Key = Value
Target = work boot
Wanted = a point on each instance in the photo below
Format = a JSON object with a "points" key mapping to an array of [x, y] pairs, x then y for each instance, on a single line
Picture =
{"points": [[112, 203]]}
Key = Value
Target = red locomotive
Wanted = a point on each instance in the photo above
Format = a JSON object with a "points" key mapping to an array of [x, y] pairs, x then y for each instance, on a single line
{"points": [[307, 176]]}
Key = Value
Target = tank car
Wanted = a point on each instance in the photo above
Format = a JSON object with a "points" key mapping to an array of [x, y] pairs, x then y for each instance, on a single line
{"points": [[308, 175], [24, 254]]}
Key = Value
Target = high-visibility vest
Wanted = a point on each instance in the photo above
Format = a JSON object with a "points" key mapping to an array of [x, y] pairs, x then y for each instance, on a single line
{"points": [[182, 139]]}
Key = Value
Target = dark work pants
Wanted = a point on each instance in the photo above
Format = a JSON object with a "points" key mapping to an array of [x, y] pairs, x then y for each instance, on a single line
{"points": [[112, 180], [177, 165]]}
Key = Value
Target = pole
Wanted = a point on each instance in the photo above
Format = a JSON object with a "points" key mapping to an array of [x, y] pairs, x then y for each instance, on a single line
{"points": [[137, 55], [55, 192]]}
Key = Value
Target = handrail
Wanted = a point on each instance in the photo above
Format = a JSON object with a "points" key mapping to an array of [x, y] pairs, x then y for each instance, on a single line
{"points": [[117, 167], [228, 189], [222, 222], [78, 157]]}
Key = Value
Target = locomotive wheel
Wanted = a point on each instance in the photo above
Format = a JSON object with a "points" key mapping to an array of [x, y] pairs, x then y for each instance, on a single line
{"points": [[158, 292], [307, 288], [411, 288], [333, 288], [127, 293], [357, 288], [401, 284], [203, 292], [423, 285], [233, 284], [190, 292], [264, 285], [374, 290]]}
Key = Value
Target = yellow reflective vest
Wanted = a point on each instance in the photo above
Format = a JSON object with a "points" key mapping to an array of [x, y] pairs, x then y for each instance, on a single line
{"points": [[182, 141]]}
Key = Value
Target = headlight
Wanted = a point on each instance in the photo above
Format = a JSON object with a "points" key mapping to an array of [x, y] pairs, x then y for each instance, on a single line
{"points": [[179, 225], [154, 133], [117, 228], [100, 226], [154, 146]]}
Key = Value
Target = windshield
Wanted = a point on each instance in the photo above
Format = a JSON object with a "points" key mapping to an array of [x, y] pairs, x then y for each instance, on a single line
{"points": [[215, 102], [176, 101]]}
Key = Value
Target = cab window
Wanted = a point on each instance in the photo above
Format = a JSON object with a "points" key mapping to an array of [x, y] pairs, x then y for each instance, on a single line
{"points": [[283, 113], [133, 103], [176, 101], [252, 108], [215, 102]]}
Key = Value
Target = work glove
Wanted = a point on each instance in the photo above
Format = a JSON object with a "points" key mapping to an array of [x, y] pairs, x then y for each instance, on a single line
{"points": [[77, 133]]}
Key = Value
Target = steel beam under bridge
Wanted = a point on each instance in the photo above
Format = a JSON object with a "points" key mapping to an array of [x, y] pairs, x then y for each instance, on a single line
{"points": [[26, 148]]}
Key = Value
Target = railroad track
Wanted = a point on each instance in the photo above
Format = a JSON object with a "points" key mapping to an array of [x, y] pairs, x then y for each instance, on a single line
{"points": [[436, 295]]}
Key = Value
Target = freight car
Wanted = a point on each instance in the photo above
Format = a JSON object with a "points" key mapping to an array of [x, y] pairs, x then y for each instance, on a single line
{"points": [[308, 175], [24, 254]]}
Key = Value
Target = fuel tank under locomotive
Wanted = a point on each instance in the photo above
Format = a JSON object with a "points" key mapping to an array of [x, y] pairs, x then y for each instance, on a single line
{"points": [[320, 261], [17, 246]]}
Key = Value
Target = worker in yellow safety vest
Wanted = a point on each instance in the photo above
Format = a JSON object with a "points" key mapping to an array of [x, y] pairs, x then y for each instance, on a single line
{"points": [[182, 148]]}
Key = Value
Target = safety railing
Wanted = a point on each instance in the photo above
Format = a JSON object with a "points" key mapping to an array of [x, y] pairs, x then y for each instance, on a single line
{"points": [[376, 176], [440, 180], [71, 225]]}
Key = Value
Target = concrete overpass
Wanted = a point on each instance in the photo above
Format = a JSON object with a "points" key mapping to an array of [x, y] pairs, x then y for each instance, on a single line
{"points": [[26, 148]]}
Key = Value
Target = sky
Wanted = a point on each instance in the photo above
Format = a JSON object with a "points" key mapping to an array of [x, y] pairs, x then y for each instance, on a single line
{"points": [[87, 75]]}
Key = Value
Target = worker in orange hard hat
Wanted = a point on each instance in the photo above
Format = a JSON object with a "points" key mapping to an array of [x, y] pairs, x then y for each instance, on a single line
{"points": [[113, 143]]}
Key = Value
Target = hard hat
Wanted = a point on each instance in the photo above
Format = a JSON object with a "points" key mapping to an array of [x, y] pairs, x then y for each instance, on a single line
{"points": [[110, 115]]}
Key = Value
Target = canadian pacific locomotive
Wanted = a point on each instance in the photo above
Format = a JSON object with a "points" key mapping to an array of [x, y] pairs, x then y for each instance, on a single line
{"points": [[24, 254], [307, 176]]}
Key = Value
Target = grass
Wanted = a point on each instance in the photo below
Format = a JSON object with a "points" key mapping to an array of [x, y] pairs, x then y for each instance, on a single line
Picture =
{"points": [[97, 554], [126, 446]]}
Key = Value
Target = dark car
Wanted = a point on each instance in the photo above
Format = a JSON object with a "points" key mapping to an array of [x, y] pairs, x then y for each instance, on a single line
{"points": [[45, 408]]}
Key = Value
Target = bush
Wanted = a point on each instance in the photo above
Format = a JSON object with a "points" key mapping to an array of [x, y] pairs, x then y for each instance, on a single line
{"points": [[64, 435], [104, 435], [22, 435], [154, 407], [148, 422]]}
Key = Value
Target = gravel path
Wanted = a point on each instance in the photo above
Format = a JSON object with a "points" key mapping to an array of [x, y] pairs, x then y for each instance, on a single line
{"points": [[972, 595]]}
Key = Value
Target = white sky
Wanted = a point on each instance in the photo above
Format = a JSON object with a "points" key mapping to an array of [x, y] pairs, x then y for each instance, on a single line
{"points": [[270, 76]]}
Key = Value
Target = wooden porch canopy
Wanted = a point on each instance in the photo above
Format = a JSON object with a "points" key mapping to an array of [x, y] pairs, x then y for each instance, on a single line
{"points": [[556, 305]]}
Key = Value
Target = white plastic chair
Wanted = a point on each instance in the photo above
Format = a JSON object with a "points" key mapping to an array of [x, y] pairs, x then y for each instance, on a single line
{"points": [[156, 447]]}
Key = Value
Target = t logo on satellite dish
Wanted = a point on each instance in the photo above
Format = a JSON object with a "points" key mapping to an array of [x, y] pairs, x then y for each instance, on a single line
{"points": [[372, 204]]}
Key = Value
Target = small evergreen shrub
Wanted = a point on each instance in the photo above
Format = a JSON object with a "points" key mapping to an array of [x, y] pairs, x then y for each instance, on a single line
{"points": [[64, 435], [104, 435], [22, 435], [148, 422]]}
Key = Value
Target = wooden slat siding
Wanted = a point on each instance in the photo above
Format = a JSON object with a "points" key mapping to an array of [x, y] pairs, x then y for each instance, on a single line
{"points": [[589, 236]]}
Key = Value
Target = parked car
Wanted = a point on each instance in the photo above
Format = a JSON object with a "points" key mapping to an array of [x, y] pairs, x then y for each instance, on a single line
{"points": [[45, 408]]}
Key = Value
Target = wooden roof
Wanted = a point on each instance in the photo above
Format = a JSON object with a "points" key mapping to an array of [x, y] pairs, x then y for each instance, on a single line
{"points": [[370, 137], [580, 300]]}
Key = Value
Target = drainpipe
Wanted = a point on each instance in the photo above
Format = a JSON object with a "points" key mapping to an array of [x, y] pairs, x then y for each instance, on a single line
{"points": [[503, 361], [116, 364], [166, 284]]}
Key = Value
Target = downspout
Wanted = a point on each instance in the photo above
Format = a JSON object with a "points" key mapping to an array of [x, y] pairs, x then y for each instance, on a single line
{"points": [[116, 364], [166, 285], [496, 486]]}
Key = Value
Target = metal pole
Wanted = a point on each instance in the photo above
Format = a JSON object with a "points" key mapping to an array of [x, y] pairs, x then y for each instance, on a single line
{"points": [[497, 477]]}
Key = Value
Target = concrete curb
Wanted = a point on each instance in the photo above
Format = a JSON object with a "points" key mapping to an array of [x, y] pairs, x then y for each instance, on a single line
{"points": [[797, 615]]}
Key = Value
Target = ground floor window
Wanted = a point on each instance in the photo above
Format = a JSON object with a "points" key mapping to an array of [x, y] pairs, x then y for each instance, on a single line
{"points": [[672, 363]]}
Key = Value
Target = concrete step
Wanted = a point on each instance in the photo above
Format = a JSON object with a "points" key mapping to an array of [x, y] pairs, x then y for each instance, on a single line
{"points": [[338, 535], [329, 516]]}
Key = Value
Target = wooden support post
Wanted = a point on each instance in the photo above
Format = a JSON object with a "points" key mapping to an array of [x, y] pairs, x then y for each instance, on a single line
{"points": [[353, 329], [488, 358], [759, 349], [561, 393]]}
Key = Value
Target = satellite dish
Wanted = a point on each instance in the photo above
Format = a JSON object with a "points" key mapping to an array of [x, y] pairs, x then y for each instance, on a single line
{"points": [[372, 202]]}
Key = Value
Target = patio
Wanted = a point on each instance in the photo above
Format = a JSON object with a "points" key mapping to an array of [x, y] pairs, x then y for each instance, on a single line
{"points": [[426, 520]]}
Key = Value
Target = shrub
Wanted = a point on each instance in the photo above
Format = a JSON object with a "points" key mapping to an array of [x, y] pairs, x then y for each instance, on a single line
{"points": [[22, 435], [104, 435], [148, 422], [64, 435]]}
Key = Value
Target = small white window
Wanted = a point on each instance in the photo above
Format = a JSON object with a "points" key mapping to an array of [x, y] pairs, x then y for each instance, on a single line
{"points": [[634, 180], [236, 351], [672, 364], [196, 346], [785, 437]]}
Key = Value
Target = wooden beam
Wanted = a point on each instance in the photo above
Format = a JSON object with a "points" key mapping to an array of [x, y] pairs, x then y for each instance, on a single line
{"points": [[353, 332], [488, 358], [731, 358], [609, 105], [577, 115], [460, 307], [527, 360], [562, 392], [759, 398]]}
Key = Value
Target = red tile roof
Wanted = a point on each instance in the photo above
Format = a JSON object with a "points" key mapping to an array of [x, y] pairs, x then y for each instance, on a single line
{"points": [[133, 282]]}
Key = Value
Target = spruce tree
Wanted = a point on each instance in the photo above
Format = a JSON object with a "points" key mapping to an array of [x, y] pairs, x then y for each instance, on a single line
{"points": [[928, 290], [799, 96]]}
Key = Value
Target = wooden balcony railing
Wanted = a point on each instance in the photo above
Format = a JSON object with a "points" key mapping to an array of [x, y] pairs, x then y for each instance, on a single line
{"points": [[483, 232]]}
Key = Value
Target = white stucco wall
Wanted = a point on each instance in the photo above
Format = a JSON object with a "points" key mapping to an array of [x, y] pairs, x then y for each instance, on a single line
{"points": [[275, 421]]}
=====
WHAT TO WORK ON >> Count the lines in the entries above that contain the word "roof" and give only that number.

SOLVED PROBLEM >> 2